++++ The data ++++

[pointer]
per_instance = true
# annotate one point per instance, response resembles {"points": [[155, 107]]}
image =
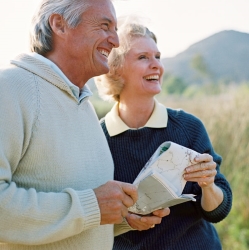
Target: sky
{"points": [[176, 23]]}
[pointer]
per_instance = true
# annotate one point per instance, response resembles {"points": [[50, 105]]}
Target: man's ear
{"points": [[57, 24]]}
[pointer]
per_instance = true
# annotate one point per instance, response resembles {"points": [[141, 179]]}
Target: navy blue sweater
{"points": [[188, 226]]}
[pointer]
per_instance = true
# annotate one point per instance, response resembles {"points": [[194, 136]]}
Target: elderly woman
{"points": [[137, 125]]}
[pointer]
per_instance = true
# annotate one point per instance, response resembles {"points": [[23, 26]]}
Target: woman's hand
{"points": [[203, 172], [146, 222]]}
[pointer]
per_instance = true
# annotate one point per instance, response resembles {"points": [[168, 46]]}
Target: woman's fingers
{"points": [[203, 172]]}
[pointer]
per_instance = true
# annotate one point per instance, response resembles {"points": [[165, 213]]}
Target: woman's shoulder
{"points": [[182, 116]]}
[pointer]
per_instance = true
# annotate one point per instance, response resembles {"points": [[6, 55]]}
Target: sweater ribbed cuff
{"points": [[90, 207], [122, 228]]}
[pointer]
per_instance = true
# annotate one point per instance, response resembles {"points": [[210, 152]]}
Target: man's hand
{"points": [[114, 198], [140, 223]]}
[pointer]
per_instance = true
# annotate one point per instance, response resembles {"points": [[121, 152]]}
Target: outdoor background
{"points": [[205, 52]]}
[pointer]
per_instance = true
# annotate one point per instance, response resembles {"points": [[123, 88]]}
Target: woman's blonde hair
{"points": [[110, 85]]}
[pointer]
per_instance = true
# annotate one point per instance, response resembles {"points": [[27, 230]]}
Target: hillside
{"points": [[224, 54]]}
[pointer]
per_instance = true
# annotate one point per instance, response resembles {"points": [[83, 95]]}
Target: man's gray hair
{"points": [[41, 32]]}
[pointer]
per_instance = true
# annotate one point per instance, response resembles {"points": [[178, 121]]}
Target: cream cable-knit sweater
{"points": [[52, 154]]}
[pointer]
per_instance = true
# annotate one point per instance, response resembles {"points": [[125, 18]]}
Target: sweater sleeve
{"points": [[27, 216], [199, 140]]}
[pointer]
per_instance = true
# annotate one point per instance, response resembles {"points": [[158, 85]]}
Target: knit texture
{"points": [[53, 153], [188, 226]]}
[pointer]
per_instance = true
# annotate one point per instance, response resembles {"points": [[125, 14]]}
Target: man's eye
{"points": [[105, 26]]}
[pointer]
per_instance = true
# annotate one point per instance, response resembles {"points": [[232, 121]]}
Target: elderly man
{"points": [[56, 170]]}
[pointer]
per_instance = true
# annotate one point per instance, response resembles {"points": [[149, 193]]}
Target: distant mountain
{"points": [[225, 56]]}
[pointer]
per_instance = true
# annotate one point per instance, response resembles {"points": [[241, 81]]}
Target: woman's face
{"points": [[142, 71]]}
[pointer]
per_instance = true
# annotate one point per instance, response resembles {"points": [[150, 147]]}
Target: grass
{"points": [[227, 121]]}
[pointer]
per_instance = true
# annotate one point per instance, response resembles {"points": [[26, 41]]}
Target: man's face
{"points": [[90, 43]]}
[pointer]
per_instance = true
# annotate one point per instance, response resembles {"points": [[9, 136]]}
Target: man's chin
{"points": [[103, 70]]}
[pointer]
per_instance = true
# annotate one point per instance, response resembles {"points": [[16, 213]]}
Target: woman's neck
{"points": [[135, 113]]}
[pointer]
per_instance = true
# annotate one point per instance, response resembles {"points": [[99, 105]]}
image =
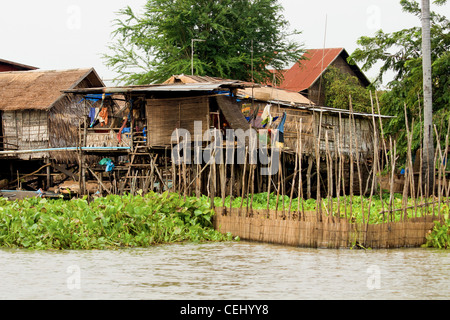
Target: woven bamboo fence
{"points": [[266, 227]]}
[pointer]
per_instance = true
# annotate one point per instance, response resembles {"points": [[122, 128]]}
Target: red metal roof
{"points": [[304, 73], [6, 65]]}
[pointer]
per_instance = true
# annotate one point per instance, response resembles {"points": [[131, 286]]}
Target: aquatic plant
{"points": [[110, 222]]}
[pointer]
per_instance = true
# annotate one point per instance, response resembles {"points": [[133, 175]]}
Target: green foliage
{"points": [[355, 208], [153, 46], [401, 52], [110, 222]]}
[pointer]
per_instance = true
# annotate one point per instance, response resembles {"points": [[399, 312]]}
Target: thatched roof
{"points": [[274, 95], [40, 89]]}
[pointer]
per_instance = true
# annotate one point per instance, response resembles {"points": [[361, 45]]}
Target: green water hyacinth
{"points": [[109, 222]]}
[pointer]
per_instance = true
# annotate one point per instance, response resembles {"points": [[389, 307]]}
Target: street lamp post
{"points": [[192, 54]]}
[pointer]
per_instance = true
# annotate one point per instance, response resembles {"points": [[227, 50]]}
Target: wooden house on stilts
{"points": [[39, 123], [153, 117]]}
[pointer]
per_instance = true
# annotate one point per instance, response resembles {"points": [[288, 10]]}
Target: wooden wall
{"points": [[328, 233], [27, 129], [166, 115]]}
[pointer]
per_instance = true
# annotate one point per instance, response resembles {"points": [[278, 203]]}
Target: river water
{"points": [[230, 270]]}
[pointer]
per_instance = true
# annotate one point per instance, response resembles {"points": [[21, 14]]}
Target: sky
{"points": [[68, 34]]}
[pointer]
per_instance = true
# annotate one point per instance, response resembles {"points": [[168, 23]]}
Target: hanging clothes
{"points": [[266, 117], [281, 128], [92, 114], [103, 116]]}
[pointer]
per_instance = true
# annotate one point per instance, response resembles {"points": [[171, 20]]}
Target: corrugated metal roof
{"points": [[173, 87]]}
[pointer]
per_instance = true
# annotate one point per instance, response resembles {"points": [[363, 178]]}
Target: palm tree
{"points": [[428, 154]]}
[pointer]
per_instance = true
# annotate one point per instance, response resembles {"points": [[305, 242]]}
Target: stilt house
{"points": [[36, 115]]}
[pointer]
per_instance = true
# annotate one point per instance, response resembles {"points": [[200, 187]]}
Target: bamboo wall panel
{"points": [[308, 232], [164, 116]]}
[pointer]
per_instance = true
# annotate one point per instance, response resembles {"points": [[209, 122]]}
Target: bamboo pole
{"points": [[293, 179], [358, 155]]}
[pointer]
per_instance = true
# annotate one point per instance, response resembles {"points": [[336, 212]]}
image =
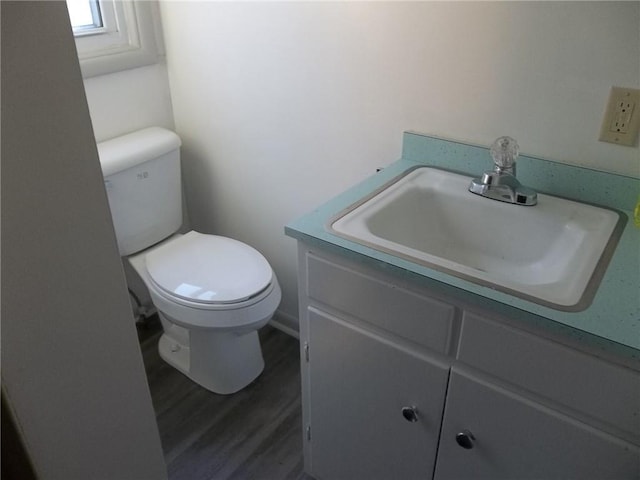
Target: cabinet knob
{"points": [[410, 414], [465, 439]]}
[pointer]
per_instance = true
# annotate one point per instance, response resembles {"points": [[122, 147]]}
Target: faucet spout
{"points": [[501, 182]]}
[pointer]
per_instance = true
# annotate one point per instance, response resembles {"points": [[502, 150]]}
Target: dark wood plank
{"points": [[253, 434]]}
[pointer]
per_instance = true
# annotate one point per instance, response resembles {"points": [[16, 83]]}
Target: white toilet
{"points": [[212, 293]]}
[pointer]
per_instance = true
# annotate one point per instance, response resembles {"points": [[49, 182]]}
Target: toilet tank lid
{"points": [[135, 148]]}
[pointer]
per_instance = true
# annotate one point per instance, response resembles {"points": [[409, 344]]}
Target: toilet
{"points": [[212, 293]]}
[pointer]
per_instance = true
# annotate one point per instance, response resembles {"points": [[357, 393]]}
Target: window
{"points": [[86, 17], [113, 35]]}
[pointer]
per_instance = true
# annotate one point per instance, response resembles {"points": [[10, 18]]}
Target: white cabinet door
{"points": [[359, 385], [517, 438]]}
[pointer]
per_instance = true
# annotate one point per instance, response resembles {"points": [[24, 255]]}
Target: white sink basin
{"points": [[553, 253]]}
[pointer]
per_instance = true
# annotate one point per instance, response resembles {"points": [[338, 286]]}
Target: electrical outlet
{"points": [[622, 118]]}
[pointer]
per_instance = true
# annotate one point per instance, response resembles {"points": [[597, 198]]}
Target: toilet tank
{"points": [[142, 177]]}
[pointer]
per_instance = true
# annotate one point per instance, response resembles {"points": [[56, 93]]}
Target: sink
{"points": [[554, 253]]}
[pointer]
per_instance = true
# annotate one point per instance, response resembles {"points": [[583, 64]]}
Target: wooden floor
{"points": [[253, 434]]}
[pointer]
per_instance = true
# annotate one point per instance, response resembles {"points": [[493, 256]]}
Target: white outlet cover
{"points": [[621, 121]]}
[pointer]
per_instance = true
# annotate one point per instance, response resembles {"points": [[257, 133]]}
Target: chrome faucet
{"points": [[501, 182]]}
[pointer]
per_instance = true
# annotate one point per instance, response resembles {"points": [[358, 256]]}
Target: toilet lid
{"points": [[208, 269]]}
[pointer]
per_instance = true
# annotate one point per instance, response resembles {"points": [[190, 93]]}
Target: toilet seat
{"points": [[208, 270]]}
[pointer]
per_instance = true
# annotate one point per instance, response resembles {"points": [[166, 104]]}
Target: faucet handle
{"points": [[504, 152]]}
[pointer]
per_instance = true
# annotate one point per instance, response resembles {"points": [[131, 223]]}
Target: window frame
{"points": [[126, 40]]}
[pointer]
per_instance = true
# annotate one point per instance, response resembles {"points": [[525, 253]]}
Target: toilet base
{"points": [[222, 362]]}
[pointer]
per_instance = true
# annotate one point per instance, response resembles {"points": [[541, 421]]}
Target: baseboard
{"points": [[283, 321]]}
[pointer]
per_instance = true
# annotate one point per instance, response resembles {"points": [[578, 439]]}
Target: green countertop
{"points": [[610, 323]]}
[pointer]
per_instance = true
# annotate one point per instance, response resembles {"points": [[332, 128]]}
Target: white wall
{"points": [[130, 100], [283, 105], [72, 369]]}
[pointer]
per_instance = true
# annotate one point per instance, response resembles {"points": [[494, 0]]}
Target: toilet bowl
{"points": [[212, 293]]}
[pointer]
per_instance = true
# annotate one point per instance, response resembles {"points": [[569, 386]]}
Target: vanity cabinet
{"points": [[399, 381]]}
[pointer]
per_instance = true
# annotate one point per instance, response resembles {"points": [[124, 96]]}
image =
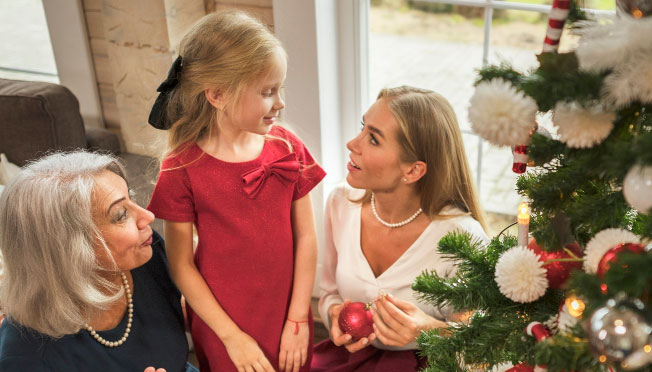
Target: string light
{"points": [[575, 306]]}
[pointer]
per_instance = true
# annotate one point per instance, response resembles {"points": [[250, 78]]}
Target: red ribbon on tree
{"points": [[556, 20]]}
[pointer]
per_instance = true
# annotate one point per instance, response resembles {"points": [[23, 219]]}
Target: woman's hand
{"points": [[398, 322], [294, 347], [246, 354], [344, 339]]}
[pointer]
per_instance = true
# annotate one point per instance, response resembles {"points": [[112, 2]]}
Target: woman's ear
{"points": [[414, 173], [215, 97]]}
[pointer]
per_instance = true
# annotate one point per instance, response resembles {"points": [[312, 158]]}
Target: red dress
{"points": [[245, 251]]}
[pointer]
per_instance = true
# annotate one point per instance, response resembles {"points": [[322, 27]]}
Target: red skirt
{"points": [[330, 358]]}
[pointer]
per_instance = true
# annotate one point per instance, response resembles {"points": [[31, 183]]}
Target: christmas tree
{"points": [[576, 296]]}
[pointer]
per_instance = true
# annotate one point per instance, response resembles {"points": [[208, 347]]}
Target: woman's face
{"points": [[375, 153], [123, 224]]}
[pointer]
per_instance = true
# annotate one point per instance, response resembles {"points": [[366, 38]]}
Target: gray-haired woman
{"points": [[85, 283]]}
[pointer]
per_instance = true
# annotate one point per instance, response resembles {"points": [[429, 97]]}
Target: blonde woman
{"points": [[412, 185], [85, 284]]}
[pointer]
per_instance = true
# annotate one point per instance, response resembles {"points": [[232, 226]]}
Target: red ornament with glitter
{"points": [[356, 319], [611, 257], [557, 271]]}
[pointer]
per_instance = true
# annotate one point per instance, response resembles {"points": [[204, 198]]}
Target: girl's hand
{"points": [[398, 322], [294, 347], [344, 339], [246, 354]]}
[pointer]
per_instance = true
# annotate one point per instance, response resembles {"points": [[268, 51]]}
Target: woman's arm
{"points": [[242, 349]]}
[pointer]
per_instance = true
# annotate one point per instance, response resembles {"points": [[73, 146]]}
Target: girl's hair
{"points": [[225, 51], [429, 132], [51, 280]]}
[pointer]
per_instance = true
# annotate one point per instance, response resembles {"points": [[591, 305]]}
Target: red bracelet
{"points": [[296, 325]]}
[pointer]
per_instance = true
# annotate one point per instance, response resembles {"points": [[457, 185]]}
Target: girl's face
{"points": [[260, 101], [375, 153], [123, 224]]}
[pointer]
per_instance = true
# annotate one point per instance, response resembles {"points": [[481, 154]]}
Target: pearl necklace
{"points": [[397, 224], [130, 315]]}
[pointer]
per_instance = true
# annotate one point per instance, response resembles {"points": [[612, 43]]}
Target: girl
{"points": [[416, 186], [243, 183]]}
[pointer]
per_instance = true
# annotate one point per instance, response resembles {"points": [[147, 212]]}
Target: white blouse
{"points": [[346, 273]]}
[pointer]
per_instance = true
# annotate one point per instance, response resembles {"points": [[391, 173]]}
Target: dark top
{"points": [[157, 335]]}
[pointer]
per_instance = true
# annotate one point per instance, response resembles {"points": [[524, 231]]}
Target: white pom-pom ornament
{"points": [[520, 275], [580, 127], [601, 243], [501, 114], [637, 188]]}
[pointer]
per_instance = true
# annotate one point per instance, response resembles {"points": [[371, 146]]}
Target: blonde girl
{"points": [[244, 183]]}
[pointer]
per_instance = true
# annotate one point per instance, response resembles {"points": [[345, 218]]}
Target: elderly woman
{"points": [[85, 284]]}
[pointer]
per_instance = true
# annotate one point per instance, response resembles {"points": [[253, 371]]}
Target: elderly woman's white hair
{"points": [[51, 280]]}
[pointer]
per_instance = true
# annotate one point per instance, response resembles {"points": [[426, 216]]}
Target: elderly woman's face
{"points": [[124, 225]]}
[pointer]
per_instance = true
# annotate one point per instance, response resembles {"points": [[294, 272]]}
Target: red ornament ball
{"points": [[611, 257], [557, 272], [356, 320]]}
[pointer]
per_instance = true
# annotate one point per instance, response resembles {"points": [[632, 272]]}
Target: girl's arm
{"points": [[242, 349], [294, 339]]}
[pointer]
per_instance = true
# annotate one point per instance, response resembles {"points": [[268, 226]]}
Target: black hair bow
{"points": [[158, 117]]}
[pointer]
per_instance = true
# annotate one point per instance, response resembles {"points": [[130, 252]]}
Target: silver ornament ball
{"points": [[621, 331]]}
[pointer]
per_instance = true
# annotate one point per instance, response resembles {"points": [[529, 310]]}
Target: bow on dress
{"points": [[285, 168]]}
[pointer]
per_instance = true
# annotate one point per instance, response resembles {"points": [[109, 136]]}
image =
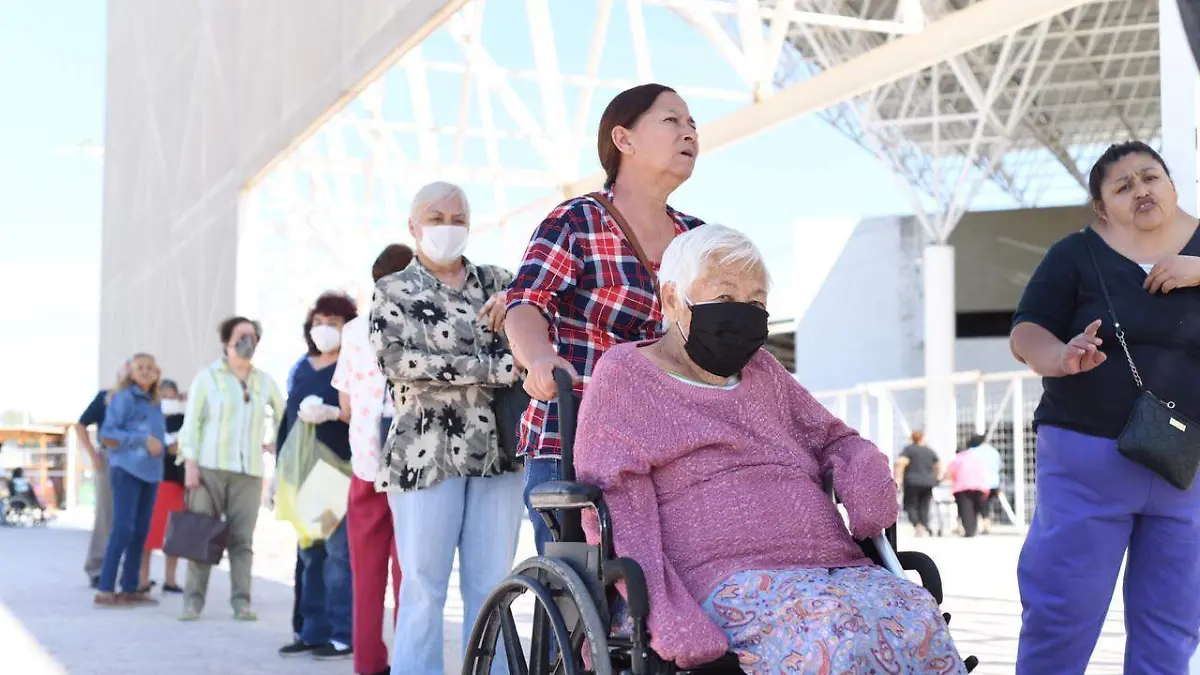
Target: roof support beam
{"points": [[960, 31]]}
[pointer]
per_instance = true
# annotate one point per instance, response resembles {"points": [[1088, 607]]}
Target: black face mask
{"points": [[245, 347], [724, 336]]}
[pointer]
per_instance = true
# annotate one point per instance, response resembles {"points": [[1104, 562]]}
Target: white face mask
{"points": [[173, 406], [327, 338], [444, 243]]}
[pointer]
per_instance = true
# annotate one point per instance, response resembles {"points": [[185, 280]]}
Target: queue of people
{"points": [[661, 321]]}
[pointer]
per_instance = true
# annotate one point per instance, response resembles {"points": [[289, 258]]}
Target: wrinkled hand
{"points": [[492, 315], [1176, 272], [540, 380], [271, 489], [315, 411], [1083, 352], [191, 475]]}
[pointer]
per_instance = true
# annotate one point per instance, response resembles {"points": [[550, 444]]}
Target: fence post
{"points": [[981, 406], [864, 406], [887, 432], [1019, 496]]}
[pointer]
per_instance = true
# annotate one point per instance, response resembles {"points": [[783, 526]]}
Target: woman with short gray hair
{"points": [[711, 458], [436, 328]]}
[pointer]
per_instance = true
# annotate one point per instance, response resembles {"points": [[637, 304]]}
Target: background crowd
{"points": [[389, 453]]}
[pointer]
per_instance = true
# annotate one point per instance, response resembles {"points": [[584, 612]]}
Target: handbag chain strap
{"points": [[1116, 322]]}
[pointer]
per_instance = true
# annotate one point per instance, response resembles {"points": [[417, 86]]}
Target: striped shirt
{"points": [[226, 424]]}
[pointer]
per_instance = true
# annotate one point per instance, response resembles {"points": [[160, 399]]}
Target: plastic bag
{"points": [[313, 485]]}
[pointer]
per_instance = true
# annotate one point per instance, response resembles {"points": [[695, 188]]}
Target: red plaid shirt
{"points": [[587, 281]]}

++++

▶ Directions: Gather every line of the records that contains the string "background", matching case exactly.

▶ Reply:
Target: outdoor background
Target: background crowd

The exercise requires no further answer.